:: TASK DIRECTIONS ::
Repeat exactly, and only, the lines from the line containing "pane in this photo." through the last line of the records below, including both.

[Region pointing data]
Segment Open

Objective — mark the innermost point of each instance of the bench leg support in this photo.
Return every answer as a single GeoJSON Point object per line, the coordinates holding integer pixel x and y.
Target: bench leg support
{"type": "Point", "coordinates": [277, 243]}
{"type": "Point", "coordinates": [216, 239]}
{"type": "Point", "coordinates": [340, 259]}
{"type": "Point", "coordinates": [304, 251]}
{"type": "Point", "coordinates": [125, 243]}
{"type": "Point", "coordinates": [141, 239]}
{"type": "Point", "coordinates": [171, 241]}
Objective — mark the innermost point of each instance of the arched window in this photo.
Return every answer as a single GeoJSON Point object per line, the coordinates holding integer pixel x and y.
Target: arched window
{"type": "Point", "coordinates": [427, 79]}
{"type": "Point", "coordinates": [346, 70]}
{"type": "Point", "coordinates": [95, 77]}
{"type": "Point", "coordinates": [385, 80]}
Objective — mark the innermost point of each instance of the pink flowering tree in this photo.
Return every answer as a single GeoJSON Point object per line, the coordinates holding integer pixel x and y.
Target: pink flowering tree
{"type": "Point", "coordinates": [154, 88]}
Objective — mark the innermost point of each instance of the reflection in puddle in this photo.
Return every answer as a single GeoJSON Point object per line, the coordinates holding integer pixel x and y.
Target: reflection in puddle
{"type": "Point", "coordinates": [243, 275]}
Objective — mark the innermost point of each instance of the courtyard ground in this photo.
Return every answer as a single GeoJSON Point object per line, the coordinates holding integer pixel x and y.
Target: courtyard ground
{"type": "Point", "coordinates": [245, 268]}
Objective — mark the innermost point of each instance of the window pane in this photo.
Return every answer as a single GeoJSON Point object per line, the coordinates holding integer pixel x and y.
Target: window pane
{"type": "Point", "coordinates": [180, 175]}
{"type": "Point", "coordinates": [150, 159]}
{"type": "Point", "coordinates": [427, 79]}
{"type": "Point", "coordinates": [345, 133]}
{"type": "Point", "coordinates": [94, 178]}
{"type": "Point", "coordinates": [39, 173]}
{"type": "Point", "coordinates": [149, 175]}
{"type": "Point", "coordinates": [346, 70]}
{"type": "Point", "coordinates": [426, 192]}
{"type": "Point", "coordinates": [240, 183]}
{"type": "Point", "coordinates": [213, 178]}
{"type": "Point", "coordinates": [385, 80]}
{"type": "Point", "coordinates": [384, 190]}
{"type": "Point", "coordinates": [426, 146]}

Segment Closed

:: YOUR SOLUTION ::
Objective — mark the innermost point of each instance of the window pane in this photo.
Return every answer as a single GeoJSON Point object per line, the coordinates holding integer pixel x and y.
Target: window pane
{"type": "Point", "coordinates": [180, 175]}
{"type": "Point", "coordinates": [150, 159]}
{"type": "Point", "coordinates": [427, 79]}
{"type": "Point", "coordinates": [345, 133]}
{"type": "Point", "coordinates": [94, 178]}
{"type": "Point", "coordinates": [39, 173]}
{"type": "Point", "coordinates": [149, 175]}
{"type": "Point", "coordinates": [346, 70]}
{"type": "Point", "coordinates": [426, 192]}
{"type": "Point", "coordinates": [240, 183]}
{"type": "Point", "coordinates": [213, 178]}
{"type": "Point", "coordinates": [385, 80]}
{"type": "Point", "coordinates": [384, 190]}
{"type": "Point", "coordinates": [426, 146]}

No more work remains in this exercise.